## Set problem 1
In the article about Marathon Consulting, on what date did the company launch?

## Extract provided
-- start --

A company named Marathon was never going to be judged by how fast it started. It was always going to be judged by how long it could keep going.
When Tony Cortinas and three partners launched Marathon Consulting on April 1, 2006, the date was not part of a clever marketing plan. It was not even really about April Fool’s Day.
“I would say that was more accidental than anything,” Cortinas said. “We started on April Fool’s Day, or April 1, really just to have a clean quarter.”
The timing became part of the company’s story later. So did the recession that followed. Marathon launched just before the Great Recession, with four founders, a handful of clients and no perfect runway. Cortinas said the experience proved something every founder eventually learns: there is rarely a perfect moment to take the leap.
“There’s never a perfect time to say, ‘I’m going to quit my job and start a business,’” Cortinas said.
The opportunity came from a gap the founders saw in the Hampton Roads market. They had worked for a national IT consulting company that was eventually acquired by a larger global firm. As the model shifted toward billion-dollar clients and massive IT budgets, Cortinas and his partners believed there was still a real need for high-quality local consulting.
They did not build Marathon with a flashy launch or outside investment. They built it carefully. The four founders rolled into the company in phases, each going two months without getting paid to help create early cash flow. The company secured a line of credit from TowneBank, and the founders personally guaranteed it.
From the start, the goal was not just to win the first engagement. It was to build something that could last beyond it.
That is where the company’s name became more than a name.
“Most of us were athletic and liked sports,” Cortinas said. “We were literally in the office trying to come up with a name, and Marathon came out.”
The name gave the team a theme they could keep building around. Go the distance. Stay in the race. Keep moving. Even the early logo leaned into it, with the “T” designed as a runner crossing the finish line. Over time, the metaphor became part of the company’s culture.
“We’ve stuck to the Marathon theme pretty well,” Cortinas said.
But the real marathon was never the branding. It was the business itself.
Today, Marathon has grown from four founders and four clients into a Hampton Roads-based IT services company with an office in Richmond, about 125 consultants and more than 600 clients served. The company focuses on application development, data solutions and IT advisory services for commercial clients in Virginia and across the country.
That growth did not come from chasing every opportunity or lowering standards to move faster. Cortinas said Marathon’s mission has stayed grounded in finding talented people and giving clients a high level of service.

-- end --

## Set problem 2
Please pick out every line of the rows that contains the word "beaver".

(Pointing dataset excerpts)
-- start --

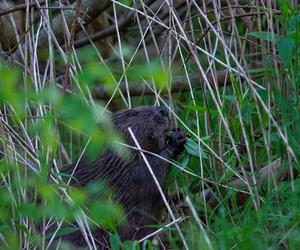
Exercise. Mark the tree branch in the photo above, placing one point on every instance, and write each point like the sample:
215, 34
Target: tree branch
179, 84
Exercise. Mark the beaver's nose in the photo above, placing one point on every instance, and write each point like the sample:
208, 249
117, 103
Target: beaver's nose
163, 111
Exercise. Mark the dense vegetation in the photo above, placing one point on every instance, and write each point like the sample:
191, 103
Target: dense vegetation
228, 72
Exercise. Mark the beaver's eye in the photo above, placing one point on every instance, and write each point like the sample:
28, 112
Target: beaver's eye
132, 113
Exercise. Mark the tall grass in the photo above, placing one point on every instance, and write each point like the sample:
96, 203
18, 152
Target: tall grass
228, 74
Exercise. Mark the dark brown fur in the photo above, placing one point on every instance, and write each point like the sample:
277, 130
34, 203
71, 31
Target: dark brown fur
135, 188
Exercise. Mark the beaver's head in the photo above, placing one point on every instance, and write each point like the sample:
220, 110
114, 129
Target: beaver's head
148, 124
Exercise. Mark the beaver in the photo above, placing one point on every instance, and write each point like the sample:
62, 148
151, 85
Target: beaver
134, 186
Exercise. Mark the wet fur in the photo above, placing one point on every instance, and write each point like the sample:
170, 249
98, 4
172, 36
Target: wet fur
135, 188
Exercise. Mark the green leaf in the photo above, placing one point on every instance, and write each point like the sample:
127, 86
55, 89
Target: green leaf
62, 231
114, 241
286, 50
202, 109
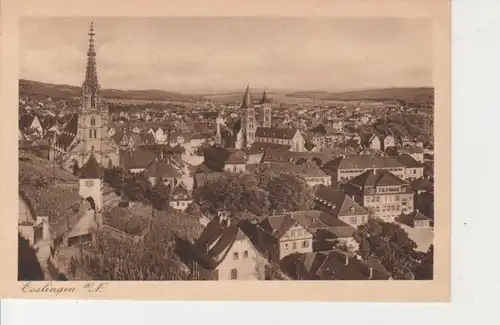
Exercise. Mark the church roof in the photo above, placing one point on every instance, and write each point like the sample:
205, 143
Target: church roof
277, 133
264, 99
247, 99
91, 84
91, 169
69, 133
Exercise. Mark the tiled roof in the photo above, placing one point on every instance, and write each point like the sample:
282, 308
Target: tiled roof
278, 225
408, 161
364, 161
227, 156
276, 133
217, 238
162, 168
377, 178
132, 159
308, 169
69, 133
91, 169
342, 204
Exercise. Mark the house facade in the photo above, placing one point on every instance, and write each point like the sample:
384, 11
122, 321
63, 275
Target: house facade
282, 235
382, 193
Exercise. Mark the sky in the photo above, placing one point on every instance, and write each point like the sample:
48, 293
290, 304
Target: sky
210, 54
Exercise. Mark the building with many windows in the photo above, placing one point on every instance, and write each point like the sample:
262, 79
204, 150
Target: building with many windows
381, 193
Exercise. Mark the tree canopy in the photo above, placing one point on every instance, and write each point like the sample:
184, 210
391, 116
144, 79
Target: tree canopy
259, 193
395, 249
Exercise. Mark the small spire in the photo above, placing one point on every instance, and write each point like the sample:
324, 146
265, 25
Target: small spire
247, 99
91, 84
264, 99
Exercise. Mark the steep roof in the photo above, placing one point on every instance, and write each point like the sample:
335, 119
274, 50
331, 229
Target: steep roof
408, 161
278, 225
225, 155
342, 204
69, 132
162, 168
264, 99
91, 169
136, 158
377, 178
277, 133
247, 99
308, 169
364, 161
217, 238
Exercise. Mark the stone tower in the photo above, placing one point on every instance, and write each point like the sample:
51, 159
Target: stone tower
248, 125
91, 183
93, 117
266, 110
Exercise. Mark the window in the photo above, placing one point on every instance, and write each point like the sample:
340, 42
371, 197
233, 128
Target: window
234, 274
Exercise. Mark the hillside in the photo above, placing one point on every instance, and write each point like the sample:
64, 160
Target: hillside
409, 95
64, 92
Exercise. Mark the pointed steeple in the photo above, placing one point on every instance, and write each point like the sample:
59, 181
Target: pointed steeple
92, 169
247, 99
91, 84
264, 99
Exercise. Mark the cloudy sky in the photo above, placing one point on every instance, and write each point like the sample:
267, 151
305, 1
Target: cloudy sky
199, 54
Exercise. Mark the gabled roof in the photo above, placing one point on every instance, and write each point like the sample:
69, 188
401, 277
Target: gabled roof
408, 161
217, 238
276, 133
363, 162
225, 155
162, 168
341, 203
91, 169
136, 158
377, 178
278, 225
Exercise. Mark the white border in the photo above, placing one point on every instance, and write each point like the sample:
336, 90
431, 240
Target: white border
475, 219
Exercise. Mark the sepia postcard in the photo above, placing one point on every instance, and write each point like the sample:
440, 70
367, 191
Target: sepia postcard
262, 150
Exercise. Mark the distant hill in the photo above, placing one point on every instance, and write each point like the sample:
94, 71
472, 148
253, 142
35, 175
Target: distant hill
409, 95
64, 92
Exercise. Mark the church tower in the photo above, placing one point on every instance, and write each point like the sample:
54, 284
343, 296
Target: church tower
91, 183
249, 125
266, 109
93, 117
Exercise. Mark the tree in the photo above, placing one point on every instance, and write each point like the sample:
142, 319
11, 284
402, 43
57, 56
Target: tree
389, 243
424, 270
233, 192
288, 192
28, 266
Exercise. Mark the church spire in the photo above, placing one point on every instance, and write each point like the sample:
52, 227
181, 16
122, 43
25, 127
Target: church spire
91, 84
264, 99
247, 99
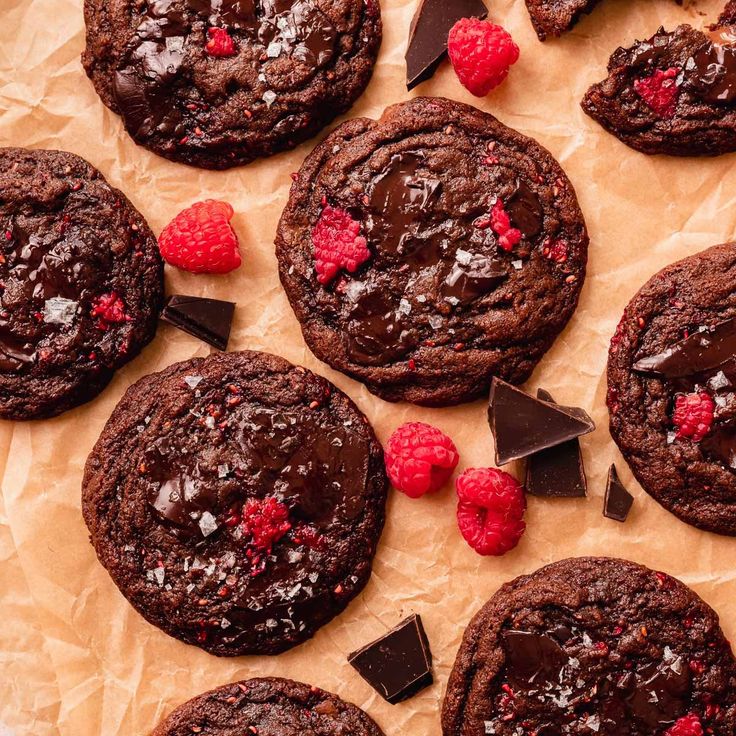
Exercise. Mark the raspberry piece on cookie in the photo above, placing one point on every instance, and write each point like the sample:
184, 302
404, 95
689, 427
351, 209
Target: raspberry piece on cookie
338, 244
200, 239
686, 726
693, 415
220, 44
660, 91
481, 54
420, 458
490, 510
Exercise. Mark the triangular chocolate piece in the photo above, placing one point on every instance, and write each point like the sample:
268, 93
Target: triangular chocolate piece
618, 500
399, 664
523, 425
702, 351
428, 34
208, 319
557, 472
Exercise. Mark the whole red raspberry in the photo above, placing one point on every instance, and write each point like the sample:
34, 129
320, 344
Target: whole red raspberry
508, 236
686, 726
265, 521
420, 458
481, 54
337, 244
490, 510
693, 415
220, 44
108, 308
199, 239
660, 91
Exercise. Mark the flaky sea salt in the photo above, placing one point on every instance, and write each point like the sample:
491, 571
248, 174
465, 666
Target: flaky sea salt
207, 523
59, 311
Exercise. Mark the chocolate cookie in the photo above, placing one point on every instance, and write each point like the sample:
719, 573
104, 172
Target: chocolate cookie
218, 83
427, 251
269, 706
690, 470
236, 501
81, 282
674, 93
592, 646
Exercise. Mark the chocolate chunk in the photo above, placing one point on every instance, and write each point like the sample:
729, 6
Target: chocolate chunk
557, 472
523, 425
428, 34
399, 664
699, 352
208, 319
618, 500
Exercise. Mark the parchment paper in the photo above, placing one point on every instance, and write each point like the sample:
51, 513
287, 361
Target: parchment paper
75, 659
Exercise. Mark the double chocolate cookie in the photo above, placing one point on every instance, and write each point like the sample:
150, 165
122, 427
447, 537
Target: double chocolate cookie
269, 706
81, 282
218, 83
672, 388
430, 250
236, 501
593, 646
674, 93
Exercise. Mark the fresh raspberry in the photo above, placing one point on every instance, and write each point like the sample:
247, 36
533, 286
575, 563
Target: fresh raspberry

-- end --

## Final answer 1
April 1, 2006.

## Final answer 2
Exercise. Mark the beaver's nose in the photo above, placing one point on every instance, and write each point like the sample:
Target: beaver's nose
Exercise. Mark the beaver's eye in the photo above, placing one point on every instance, and write each point like the sample:
Target: beaver's eye
Exercise. Mark the beaver's head in the photo above, placing one point on every instance, and write each point like the sample:
Target: beaver's head
Exercise. Mark the beaver in the photo above, placing one point on every instance, and write each point like the sample:
Target: beaver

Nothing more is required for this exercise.